Source data:
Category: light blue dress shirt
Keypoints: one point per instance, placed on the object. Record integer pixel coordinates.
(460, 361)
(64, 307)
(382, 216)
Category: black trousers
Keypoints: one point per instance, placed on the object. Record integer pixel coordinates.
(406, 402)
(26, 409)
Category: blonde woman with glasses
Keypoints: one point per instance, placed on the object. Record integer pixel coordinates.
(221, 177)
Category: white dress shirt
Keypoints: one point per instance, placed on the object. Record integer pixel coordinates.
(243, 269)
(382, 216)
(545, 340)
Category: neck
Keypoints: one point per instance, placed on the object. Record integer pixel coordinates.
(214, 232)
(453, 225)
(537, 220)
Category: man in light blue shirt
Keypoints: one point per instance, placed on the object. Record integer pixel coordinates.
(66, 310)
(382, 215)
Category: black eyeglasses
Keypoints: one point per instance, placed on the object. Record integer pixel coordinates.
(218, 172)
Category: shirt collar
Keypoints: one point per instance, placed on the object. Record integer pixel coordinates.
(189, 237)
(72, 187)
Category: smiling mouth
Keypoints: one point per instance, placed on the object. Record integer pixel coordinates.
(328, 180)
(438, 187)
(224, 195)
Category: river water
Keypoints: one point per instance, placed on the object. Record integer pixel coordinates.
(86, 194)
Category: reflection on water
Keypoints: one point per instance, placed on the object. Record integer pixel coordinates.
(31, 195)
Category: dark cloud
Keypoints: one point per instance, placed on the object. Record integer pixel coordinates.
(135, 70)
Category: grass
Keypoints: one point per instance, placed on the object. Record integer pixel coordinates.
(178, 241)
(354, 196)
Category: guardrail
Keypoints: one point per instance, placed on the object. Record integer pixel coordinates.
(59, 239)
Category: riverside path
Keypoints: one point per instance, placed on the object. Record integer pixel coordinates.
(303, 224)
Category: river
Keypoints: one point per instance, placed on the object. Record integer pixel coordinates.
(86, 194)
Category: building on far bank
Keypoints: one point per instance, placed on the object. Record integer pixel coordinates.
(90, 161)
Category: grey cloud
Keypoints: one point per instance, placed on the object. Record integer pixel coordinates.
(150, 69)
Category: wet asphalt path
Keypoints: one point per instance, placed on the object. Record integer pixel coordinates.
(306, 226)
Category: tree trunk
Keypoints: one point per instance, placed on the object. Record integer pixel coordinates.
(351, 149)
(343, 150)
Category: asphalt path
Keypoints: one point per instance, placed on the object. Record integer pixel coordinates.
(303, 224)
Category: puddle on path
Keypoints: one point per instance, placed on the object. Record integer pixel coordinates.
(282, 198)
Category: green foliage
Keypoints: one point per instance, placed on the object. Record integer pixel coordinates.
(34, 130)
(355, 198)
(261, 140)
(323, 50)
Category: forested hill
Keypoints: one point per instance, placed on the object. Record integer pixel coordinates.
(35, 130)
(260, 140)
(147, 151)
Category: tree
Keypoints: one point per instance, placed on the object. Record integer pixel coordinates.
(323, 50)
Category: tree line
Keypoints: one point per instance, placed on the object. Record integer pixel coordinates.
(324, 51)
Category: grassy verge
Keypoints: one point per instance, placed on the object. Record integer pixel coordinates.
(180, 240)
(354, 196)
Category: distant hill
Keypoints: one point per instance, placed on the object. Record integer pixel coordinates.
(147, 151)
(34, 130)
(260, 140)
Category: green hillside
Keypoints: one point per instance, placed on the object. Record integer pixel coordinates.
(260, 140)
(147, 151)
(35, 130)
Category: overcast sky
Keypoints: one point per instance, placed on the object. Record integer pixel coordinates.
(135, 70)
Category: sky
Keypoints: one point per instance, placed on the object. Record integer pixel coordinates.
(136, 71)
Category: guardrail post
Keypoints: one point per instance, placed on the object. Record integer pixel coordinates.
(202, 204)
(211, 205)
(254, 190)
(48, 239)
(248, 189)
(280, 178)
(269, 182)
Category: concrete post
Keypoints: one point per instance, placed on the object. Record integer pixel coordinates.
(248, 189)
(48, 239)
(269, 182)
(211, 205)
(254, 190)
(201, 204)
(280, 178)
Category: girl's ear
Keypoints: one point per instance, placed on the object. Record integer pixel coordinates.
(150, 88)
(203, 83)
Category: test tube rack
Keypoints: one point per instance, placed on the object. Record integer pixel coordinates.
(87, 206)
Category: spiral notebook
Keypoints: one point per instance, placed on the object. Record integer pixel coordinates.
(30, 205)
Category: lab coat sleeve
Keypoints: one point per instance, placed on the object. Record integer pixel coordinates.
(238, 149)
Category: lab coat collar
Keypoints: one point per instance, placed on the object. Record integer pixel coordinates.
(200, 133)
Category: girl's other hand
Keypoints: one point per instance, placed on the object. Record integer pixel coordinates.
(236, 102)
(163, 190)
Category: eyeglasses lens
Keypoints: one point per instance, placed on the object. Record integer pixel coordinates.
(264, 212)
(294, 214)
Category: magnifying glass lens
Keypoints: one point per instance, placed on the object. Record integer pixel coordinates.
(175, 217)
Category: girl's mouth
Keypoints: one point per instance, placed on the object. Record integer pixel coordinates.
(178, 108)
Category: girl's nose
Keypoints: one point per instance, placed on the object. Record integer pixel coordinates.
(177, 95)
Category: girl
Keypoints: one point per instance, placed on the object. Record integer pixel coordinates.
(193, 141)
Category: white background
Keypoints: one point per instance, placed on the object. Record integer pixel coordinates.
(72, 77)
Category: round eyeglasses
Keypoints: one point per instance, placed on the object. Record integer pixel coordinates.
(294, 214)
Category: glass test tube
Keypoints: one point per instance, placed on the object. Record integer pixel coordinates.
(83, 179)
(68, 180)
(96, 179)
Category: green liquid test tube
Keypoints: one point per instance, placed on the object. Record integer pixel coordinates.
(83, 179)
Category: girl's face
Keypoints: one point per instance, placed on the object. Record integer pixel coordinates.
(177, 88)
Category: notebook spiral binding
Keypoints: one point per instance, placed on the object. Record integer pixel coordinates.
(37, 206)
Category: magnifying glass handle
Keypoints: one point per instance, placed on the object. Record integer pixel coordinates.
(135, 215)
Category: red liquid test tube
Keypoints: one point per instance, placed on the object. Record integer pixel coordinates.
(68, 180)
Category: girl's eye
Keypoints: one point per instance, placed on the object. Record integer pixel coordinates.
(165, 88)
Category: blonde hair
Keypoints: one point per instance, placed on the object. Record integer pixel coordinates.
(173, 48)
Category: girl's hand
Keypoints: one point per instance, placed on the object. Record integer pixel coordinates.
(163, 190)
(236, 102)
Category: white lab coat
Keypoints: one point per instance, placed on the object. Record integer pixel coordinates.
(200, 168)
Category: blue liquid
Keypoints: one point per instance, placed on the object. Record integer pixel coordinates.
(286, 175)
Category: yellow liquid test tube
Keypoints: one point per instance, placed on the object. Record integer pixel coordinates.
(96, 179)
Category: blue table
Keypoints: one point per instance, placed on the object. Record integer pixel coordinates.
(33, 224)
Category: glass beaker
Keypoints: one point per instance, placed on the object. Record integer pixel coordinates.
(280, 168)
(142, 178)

Goal:
Can you restate every record above word for word?

Exercise output:
Category: light blue dress shirt
Keypoints: one point per instance, placed on the object. Record integer pixel coordinates.
(460, 361)
(64, 307)
(382, 216)
Category: black trousers
Keypoints: one point per instance, placed on the object. Record integer pixel coordinates.
(406, 402)
(26, 409)
Category: blonde woman with glasses
Keypoints: one point per instance, placed on the object. Record integer pixel coordinates.
(221, 177)
Category: white dress shirt
Keypoints: one point per instance, placed on the object. Record integer pixel coordinates.
(243, 269)
(382, 216)
(545, 340)
Category: neck
Keypoints: one point per instance, placed on the object. Record integer pixel coordinates.
(214, 232)
(453, 225)
(537, 220)
Category: man in light blue shirt
Keypoints: one point per instance, placed on the object. Record integer pixel coordinates.
(66, 310)
(382, 215)
Category: black eyeglasses
Keypoints: one point per instance, placed on the object. Record integer pixel coordinates.
(218, 172)
Category: shirt collar
Keypoints: one point per instance, placed on the object. Record integer pixel coordinates.
(189, 237)
(72, 187)
Category: smiling mouth
Keypoints: one point per instance, placed on the object. Record integer pixel coordinates.
(328, 180)
(438, 187)
(224, 195)
Category: river water
Keypoints: one point per instance, placed on the object. Record integer pixel coordinates.
(86, 194)
Category: reflection on water
Keypoints: one point per instance, placed on the object. Record integer pixel coordinates.
(31, 195)
Category: dark cloud
Keypoints: one point per instance, placed on the object. Record integer pixel coordinates.
(135, 70)
Category: grass
Keypoints: one point per instance, placed on the object. Record integer pixel coordinates.
(178, 241)
(354, 196)
Category: guardrail
Keypoints: one point per instance, placed on the object. Record integer pixel coordinates.
(59, 239)
Category: riverside path
Keypoints: one point per instance, placed on the object. Record integer pixel coordinates.
(303, 224)
Category: river
Keypoints: one point per instance, placed on the object. Record integer pixel coordinates.
(86, 194)
Category: building on far bank
Keypoints: one point per instance, placed on the object. Record integer pixel coordinates.
(90, 161)
Category: grey cloud
Keypoints: one point per instance, placed on the object. Record integer pixel coordinates.
(150, 69)
Category: wet asphalt path
Keypoints: one point per instance, placed on the object. Record integer pixel coordinates.
(306, 226)
Category: tree trunk
Keypoints: one point per instance, placed on the object. Record integer pixel coordinates.
(351, 149)
(343, 150)
Category: asphalt path
Keypoints: one point per instance, placed on the object. Record integer pixel coordinates.
(303, 224)
Category: puddle on path
Keypoints: one point per instance, placed on the object. Record integer pixel coordinates.
(282, 198)
Category: green foliage
Keypoints: one point per instance, placed on the object. Record integer pixel coordinates.
(34, 130)
(355, 198)
(261, 140)
(323, 50)
Category: forested hill
Keypoints: one point per instance, placed on the object. Record integer pixel coordinates.
(35, 130)
(260, 140)
(147, 151)
Category: tree
Keypoints: one point per instance, placed on the object. Record integer pixel coordinates.
(323, 50)
Category: tree line
Keypoints: one point per instance, placed on the object. Record integer pixel coordinates.
(324, 51)
Category: grassy verge
Keypoints: one point per instance, placed on the object. Record integer pixel coordinates.
(180, 240)
(354, 196)
Category: distant hill
Keypoints: one point per instance, placed on the object. Record integer pixel coordinates.
(147, 151)
(34, 130)
(260, 140)
Category: green hillside
Keypoints: one point per instance, placed on the object. Record integer pixel coordinates.
(260, 140)
(147, 151)
(35, 130)
Category: overcast sky
Keypoints: one point per instance, placed on the object. Record integer pixel coordinates.
(135, 70)
Category: sky
Keypoints: one point per instance, placed on the object. Record integer pixel coordinates.
(136, 71)
Category: guardrail post
Keypoints: one point per instance, placed on the object. Record integer pixel coordinates.
(202, 204)
(211, 205)
(254, 190)
(48, 239)
(248, 189)
(280, 178)
(269, 182)
Category: concrete post
Keypoints: one point per instance, placed on the object. Record integer pixel coordinates.
(248, 189)
(48, 239)
(269, 182)
(211, 205)
(254, 190)
(201, 204)
(280, 178)
Category: girl's ear
Keypoints: one point per instance, placed on the object. Record integer pixel coordinates.
(150, 88)
(203, 83)
Category: test tube rack
Keypoints: one point per instance, placed on the object. Record integer pixel coordinates.
(87, 206)
Category: spiral notebook
Keypoints: one point per instance, placed on the object. Record integer pixel coordinates.
(30, 205)
Category: lab coat sleeve
Keypoints: one point per instance, placed on the object. Record integer pixel coordinates.
(238, 149)
Category: lab coat collar
Keypoints: one point per instance, placed on the object. Record integer pixel coordinates.
(200, 133)
Category: girl's other hand
Keypoints: one point per instance, placed on the object. Record integer pixel coordinates.
(236, 102)
(163, 190)
Category: eyeglasses lens
Keypoints: one point per instance, placed on the object. Record integer pixel coordinates.
(264, 212)
(294, 214)
Category: magnifying glass lens
Keypoints: one point per instance, placed on the object. Record integer pixel coordinates.
(175, 217)
Category: girl's mouth
Keypoints: one point per instance, placed on the object. Record integer pixel coordinates.
(178, 108)
Category: girl's nose
Keypoints: one point per instance, placed on the object. Record integer pixel coordinates.
(177, 95)
Category: girl
Keypoints: one point per instance, placed on the object. Record integer pixel coordinates.
(193, 141)
Category: white background
Keypoints: one point per instance, placed on the object. Record integer pixel coordinates.
(72, 77)
Category: round eyeglasses
Keypoints: one point per instance, placed on the object. Record integer pixel coordinates.
(294, 214)
Category: glass test tube
Keypoints: one point per instance, placed on the object. Record integer pixel coordinates.
(83, 179)
(68, 180)
(96, 179)
Category: green liquid test tube
Keypoints: one point per instance, placed on the object. Record integer pixel coordinates.
(83, 179)
Category: girl's face
Keypoints: one point per instance, placed on the object. Record integer pixel coordinates.
(177, 88)
Category: notebook spiral binding
Keypoints: one point per instance, placed on the object. Record integer pixel coordinates.
(37, 206)
Category: magnifying glass handle
Keypoints: one point per instance, placed on the object. Record integer pixel coordinates.
(135, 215)
Category: red liquid test tube
Keypoints: one point per instance, placed on the object. Record integer pixel coordinates.
(68, 180)
Category: girl's eye
Keypoints: one point per instance, placed on the object. Record integer pixel coordinates.
(165, 88)
Category: blonde hair
Keypoints: one point per instance, placed on the object. Record integer pixel coordinates.
(173, 48)
Category: girl's hand
Keypoints: one point per instance, placed on the object. Record integer pixel coordinates.
(163, 190)
(236, 102)
Category: white lab coat
Keypoints: one point per instance, placed on the object. Record integer pixel coordinates.
(200, 168)
Category: blue liquid
Keypoints: one point per instance, placed on the object. Record integer pixel coordinates.
(286, 175)
Category: yellow liquid test tube
Keypoints: one point per instance, placed on the object. Record integer pixel coordinates.
(96, 179)
Category: blue table
Keypoints: one point per instance, placed on the object. Record integer pixel coordinates.
(33, 224)
Category: glass beaker
Keypoints: one point per instance, placed on the object. Record integer pixel coordinates.
(280, 168)
(142, 178)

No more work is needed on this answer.